■ **O QUE FAZER**
Diga se cada frase abaixo confere com a ficha do filme Boy Meets Girl, respondendo sim ou não e copiando as palavras da ficha que decidem a resposta. 1. O roteiro é de Leos Carax. 2. Patricia Moraz aparece nos créditos como produtora. 3. Denis Lavant faz o papel de Alex.

■ **TRECHO FORNECIDO**
---+---

BOY MEETS GIRL
por Serge Daney


(Boy Meets Girl). 1984. Abilene (100 minutos). Produção: Patricia Moraz (não creditada). Produção executiva: Alain Dahan. Roteiro: Leos Carax. Fotografia: Jean-Yves Escoffier (P/B). Música: Jacques Pinault, Jo Lemaire, Serge Gainsbourg, Dead Kennedys, David Bowie. Cenografia: Serge Marzolff, Jean Bauer. Montagem: Nelly Meunier, Francine Sandberg. Elenco: Denis Lavant (Alex), Mireille Perrier (Mireille), Carroll Brooks (Helen), Maïté Nahyr (Maïté), Elie Poicard, Christian Cloarec (Thomas), Lorraine Berger (Pimprenelle), Marc Desclozeaux (Henri), Anna Baldaccini (Florence), Evelyne Schmitt (a estudante), Jean Duflot (Bouriana), P’tit Louis (Sacha), Dominique Reymond (a vizinha), Georges Castorp (o vizinho), Anne Dieumegard (a apaixonada), Puig Segur (o apaixonado), Remy Brozek (gêmeo), Georges Brozek (gêmeo), Christian (o gorila), Ardag Basmadjian (a criança), Gerard Colin (o acrobata), Laurent Chevalier (o seguinte), Jacques Pinault (o pianista), Timothée Janssen (o Q.I.), Hans Meyer (astronauta), Lolo Pigalle (Miss Universo), Elizabeth Emorine (a amiga), Albert Braun (o surdo-mudo), Frédérique Charbonneau (o intérprete), Lucie Morgan (a babá), Robert Langlois (Stan), Robert Benavente (o jogador), Jean-Jacques Rock (o patrão).

---+---

[Registros de apontamento]
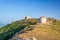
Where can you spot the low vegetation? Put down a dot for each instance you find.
(49, 31)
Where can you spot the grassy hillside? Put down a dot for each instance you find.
(40, 31)
(49, 31)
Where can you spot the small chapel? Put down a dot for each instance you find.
(42, 20)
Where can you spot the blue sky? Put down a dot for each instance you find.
(12, 10)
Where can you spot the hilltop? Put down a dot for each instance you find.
(32, 28)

---+---

■ **O RESULTADO**
1. Sim: "Roteiro: Leos Carax."
2. Não: "Produção: Patricia Moraz (não creditada)."
3. Sim: "Denis Lavant (Alex)"